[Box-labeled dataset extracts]
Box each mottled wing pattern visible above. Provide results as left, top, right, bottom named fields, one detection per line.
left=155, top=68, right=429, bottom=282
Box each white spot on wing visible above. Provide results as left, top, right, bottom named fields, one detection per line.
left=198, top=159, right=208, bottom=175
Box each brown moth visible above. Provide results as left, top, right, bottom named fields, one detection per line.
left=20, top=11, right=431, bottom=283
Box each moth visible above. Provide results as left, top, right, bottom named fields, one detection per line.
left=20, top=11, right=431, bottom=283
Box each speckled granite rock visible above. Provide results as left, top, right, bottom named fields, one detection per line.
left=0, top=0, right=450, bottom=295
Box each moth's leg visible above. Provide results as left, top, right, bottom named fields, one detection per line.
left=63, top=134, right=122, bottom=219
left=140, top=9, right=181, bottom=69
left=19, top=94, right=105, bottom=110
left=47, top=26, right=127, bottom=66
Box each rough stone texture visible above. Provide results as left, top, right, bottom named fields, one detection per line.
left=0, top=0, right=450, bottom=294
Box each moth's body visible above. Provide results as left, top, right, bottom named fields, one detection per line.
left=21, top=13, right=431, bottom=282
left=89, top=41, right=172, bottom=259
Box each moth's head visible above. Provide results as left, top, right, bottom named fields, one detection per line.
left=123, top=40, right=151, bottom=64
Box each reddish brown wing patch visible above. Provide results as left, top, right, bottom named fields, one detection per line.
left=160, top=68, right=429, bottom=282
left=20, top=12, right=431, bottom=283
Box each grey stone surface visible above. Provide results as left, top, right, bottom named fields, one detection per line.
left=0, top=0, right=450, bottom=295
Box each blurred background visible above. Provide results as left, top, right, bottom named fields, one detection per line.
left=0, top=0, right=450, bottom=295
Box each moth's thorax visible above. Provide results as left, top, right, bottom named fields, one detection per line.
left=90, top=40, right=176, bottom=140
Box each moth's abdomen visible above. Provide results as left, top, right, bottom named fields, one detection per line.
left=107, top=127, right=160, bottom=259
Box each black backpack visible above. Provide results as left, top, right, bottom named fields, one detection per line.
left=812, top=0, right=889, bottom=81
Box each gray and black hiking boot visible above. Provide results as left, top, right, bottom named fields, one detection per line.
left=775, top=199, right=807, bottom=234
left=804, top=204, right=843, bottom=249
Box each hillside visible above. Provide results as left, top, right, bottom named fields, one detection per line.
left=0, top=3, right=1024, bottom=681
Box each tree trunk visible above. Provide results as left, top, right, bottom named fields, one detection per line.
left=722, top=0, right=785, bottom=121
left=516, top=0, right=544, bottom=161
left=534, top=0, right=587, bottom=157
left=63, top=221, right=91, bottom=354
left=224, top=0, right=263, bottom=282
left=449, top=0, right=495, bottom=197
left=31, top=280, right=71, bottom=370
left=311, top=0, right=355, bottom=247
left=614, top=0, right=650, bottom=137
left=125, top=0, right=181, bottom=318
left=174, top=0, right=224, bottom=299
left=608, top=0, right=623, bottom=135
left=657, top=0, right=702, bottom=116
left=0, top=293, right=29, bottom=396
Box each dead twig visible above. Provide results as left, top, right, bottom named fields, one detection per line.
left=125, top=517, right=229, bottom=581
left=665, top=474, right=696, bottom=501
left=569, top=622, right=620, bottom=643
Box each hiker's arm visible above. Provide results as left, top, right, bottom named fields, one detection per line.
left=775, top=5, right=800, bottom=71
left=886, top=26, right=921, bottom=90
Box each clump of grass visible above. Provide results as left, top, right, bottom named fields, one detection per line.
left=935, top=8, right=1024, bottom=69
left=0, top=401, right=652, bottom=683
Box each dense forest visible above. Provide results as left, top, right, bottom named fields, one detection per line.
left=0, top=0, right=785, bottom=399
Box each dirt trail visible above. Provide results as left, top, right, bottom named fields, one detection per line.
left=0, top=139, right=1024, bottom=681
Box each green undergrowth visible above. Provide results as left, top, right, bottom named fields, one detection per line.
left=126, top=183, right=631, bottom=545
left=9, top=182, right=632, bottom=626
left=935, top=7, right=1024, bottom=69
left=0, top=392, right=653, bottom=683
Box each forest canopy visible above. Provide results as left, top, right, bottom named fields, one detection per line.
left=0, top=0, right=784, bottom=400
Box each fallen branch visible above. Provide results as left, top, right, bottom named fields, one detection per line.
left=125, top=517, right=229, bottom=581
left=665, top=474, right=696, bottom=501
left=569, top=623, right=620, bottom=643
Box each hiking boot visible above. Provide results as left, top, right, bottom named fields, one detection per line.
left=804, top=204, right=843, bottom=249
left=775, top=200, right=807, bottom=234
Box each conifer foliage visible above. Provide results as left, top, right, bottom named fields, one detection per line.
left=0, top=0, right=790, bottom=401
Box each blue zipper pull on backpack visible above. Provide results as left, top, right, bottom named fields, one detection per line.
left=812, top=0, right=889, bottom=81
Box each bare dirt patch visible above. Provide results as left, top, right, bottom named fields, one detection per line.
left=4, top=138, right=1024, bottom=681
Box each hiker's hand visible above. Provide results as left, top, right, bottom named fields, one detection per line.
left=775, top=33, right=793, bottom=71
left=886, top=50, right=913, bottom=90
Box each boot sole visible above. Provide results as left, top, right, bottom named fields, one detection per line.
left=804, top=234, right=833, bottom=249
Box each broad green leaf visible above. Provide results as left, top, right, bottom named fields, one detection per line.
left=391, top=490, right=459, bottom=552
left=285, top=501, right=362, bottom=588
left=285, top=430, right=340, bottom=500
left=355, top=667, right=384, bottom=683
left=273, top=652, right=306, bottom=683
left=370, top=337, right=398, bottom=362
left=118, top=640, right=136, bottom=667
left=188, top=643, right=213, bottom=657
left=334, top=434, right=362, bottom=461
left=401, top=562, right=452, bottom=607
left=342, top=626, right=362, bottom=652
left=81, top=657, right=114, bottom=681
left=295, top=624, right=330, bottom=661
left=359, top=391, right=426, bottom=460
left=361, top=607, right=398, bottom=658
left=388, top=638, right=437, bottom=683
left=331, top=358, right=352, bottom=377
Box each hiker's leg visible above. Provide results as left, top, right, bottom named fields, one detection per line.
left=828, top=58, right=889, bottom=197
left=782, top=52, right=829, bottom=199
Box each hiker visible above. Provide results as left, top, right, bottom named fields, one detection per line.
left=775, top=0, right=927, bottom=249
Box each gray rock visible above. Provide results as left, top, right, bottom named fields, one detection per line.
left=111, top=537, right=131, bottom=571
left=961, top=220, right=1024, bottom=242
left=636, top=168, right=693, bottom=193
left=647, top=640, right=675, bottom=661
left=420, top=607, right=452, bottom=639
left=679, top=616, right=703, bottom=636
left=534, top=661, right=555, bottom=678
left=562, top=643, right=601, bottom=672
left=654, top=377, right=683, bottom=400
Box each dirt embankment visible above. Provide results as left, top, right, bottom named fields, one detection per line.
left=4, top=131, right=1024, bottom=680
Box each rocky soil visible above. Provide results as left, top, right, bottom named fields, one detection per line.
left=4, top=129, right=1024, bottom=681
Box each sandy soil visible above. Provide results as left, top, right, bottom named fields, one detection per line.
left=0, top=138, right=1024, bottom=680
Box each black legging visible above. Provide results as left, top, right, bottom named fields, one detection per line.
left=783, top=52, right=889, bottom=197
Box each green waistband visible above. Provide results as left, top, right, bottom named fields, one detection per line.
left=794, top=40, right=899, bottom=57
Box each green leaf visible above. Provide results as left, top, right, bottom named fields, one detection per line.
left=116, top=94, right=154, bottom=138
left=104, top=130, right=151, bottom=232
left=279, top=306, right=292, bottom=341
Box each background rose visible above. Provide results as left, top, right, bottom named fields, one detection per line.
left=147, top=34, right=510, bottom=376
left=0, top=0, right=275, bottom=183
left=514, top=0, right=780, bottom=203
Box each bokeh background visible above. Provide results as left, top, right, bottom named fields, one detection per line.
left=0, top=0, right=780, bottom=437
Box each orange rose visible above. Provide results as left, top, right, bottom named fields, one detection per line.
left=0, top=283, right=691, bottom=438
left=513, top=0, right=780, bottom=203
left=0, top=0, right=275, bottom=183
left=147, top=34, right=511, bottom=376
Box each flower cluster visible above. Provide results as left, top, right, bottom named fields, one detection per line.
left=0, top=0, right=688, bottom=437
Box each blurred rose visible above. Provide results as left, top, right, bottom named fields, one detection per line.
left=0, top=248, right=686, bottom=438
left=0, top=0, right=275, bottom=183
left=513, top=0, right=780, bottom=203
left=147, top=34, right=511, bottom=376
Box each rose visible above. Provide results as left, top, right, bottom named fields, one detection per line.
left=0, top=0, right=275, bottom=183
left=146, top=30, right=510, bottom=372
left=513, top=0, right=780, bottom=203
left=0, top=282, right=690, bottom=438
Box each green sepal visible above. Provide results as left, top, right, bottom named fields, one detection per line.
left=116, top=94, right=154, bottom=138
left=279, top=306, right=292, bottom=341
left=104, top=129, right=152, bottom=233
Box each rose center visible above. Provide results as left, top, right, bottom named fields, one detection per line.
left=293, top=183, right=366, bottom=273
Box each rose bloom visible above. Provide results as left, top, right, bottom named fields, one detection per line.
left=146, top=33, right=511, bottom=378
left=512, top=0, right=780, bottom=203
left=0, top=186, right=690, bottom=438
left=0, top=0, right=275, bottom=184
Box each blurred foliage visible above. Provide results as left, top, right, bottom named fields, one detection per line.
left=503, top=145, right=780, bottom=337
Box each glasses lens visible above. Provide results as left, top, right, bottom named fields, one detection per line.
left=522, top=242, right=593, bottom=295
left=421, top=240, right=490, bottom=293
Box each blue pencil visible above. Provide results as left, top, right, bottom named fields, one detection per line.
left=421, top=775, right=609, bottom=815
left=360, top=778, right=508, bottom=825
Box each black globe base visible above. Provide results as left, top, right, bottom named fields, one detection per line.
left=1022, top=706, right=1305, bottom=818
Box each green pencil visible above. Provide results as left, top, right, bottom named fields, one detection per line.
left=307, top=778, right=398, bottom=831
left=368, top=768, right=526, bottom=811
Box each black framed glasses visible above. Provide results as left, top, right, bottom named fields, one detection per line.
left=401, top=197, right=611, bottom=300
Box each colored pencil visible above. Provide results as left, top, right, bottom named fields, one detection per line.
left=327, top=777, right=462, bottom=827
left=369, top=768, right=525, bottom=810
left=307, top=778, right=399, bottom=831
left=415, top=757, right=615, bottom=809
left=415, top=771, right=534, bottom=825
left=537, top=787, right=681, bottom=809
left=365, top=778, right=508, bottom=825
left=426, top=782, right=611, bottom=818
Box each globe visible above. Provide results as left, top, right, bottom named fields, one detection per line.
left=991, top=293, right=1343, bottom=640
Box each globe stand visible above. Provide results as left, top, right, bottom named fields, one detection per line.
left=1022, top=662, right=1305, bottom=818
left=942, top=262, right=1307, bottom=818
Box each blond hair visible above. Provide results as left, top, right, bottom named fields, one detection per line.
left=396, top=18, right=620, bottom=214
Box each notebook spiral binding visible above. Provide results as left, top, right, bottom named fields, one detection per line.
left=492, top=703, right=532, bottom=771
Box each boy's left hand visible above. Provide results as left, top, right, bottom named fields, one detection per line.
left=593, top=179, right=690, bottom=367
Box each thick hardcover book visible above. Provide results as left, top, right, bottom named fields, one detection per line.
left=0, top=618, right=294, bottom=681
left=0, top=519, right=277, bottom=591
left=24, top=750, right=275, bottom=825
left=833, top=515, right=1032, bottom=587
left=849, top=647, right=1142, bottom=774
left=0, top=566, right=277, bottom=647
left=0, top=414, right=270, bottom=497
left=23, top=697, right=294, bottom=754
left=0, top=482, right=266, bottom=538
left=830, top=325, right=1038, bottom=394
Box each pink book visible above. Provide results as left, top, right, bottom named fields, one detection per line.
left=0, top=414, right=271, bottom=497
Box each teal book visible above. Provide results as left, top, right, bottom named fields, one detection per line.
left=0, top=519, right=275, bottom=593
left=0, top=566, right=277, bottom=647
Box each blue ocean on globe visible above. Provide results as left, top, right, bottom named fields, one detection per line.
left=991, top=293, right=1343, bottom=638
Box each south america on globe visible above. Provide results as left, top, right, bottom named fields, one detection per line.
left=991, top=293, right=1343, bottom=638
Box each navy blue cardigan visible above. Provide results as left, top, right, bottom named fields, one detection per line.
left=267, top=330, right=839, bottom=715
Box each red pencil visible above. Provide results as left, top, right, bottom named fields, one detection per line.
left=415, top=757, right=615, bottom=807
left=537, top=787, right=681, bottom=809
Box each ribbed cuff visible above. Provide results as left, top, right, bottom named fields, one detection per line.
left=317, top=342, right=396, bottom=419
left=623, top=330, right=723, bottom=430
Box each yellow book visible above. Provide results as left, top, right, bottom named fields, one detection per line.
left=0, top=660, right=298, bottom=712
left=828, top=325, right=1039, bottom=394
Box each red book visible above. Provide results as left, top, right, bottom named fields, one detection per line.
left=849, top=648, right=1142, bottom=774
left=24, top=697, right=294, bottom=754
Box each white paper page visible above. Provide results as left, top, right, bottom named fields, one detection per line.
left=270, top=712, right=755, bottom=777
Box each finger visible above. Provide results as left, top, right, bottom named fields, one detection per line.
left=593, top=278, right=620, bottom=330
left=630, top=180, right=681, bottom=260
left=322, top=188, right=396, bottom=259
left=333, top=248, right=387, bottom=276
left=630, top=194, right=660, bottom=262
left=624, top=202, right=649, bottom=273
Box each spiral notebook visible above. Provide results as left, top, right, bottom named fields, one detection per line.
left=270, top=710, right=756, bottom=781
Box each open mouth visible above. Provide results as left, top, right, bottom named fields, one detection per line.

■ What needs to be done ■
Take the line with "Box each white paper" and all lines after it through the end of the records, and write them out exactly; include nothing else.

■ Exercise result ■
Box each white paper page visible above. Provide results as left, top, right, bottom named fields, one detection per line.
left=270, top=712, right=755, bottom=777
Box each finger visible above. Provide results as left, top, right, bottom named fields, one detection per line.
left=593, top=278, right=620, bottom=330
left=630, top=180, right=681, bottom=260
left=322, top=188, right=396, bottom=259
left=333, top=248, right=387, bottom=276
left=630, top=194, right=660, bottom=262
left=624, top=202, right=649, bottom=273
Box each spiral notebook visible above. Provide results as left, top, right, bottom named fields, one detection per line.
left=270, top=710, right=756, bottom=781
Box each open mouth visible above. Provide results as left, top, right, bottom named fields, one detection per line.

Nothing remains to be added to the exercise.